### Passage to read
Start of Block
Professor Sang Yup Lee from the Department of Chemical and Biomolecular Engineering and his colleagues have developed a bacteria that is able to produce carminic acid, a natural red colorant, using metabolic engineering and computer-simulated enzymes. The bacteria strain is modified from Escherichia coli, and is able to synthesize carminic acid from glucose.
Carminic acid is usually harvested from cochineals, a scaled insect that primarily lives in Guatemala, Mexico, and the Canary Islands. It is used in products ranging from strawberry milk to lipsticks. However, carminic acid harvestation from insects sometimes results in protein contaminants, causing allergic reactions. Carminic acid is therefore not widely used, despite being one of the most natural and stable red colorants.
To synthesize carminic acid from E. coli, the research group first optimized the type II polyketide synthase machinery to produce flavokermesic acid, the precursor to carminic acid. A problem remained, however: the enzymes used to transform flavokermesic acid to carminic acid remained unknown. The team used biochemical reaction analysis to identify the enzymes converting flavokermesic acid to carminic acid, then enhanced the two identified enzymes using homology modeling and docking simulations. The final engineered E. coli strain was confirmed to produce carminic acid directly from glucose. Not only that, the modified C-glucosyltransferase (a membrane-bound protein responsible for carminic acid synthesis) created by the research team can be applied to other products, as demonstrated by the successful production of aloesin from the bacteria.
“The most important part of this research is that unknown enzymes for the production of target natural products were identified and improved by biochemical reaction analyses and computer simulation-assisted enzyme engineering,” Dr. Dongsoo Yang, a post-doc researcher from Professor Lee’s lab says. “Unknown or inefficient enzymes have always been a major problem in natural product biosynthesis, and here we suggest one effective solution for solving this problem. As maintaining good health in the aging society is becoming increasingly important, we expect that the technology and strategies developed here will play pivotal roles in producing other valuable natural products of medical or nutritional importance,” Professor Sang Yup Lee added.
This research was published in the Journal of the American Chemical Society, under the title “Production of carminic acid by metabolically engineered Escherichia coli”. The research was supported by the Novo Nordisk foundation in Denmark, the National Research Foundation of Korea, and the KAIST Cross-Generation Collaborative Lab Project.
End of Block
### List of tasks
A. Rewrite the carminic acid passage starting with "Carminic acid is usually" and going on through "stable red colorants.", substituting "cochineal insects" for "cochineals".
B. According to the carminic acid passage, where do cochineals primarily live?

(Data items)
Start of Block
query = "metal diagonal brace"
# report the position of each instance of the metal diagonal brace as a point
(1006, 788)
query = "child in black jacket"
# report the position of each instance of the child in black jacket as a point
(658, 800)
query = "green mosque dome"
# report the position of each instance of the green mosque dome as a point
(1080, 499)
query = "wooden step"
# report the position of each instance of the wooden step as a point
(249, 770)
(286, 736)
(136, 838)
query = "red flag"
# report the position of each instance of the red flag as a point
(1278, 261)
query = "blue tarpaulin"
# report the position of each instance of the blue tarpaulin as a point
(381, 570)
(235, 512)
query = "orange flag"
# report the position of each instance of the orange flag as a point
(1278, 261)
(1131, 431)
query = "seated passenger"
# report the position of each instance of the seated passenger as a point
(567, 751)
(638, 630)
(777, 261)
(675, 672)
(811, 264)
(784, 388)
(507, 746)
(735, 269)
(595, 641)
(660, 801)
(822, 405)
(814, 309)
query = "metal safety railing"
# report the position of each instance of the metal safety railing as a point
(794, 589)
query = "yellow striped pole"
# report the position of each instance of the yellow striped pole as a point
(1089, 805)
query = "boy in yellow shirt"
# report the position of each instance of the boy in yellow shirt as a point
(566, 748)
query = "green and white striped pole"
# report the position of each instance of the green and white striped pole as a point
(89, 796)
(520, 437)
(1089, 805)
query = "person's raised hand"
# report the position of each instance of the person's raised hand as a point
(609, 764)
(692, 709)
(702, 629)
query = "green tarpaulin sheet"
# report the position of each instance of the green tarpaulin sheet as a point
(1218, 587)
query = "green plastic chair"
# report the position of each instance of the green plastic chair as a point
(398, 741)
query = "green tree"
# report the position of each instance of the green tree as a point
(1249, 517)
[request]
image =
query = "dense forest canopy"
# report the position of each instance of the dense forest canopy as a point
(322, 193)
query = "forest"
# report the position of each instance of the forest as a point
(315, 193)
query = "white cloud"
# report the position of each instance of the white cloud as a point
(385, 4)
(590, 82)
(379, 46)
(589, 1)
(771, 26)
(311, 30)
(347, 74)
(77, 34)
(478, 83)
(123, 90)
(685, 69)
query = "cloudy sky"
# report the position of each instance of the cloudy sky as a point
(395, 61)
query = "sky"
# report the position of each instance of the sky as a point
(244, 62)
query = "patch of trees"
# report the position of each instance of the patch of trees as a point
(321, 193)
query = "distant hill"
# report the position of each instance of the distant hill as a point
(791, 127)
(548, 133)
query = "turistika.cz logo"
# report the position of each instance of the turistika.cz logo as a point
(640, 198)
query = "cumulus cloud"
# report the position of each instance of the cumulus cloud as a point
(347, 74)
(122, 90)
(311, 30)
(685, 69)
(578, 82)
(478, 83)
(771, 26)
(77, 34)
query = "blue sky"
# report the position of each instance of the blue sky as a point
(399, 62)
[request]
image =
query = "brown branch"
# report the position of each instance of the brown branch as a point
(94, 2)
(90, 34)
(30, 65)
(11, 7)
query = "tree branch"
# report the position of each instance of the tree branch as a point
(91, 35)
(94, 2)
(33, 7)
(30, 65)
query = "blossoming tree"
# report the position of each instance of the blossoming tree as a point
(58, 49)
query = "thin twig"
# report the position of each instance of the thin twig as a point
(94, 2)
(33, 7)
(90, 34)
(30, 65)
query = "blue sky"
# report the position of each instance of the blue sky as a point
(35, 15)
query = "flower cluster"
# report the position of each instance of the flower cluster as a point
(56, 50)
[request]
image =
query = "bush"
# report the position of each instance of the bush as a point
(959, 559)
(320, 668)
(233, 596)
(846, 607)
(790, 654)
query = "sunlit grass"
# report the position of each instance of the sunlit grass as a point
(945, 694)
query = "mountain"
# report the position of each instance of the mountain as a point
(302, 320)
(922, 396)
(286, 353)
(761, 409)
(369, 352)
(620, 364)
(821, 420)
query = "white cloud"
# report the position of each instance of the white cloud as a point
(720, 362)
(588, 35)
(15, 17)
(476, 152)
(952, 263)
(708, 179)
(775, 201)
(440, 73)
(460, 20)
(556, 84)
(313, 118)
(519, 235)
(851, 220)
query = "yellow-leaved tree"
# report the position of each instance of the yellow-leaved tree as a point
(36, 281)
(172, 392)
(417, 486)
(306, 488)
End of Block
### Per-task outputs
A.
Carminic acid is usually harvested from cochineal insects, a scaled insect that primarily lives in Guatemala, Mexico, and the Canary Islands. It is used in products ranging from strawberry milk to lipsticks. However, carminic acid harvestation from insects sometimes results in protein contaminants, causing allergic reactions. Carminic acid is therefore not widely used, despite being one of the most natural and stable red colorants.

B. Guatemala, Mexico, and the Canary Islands.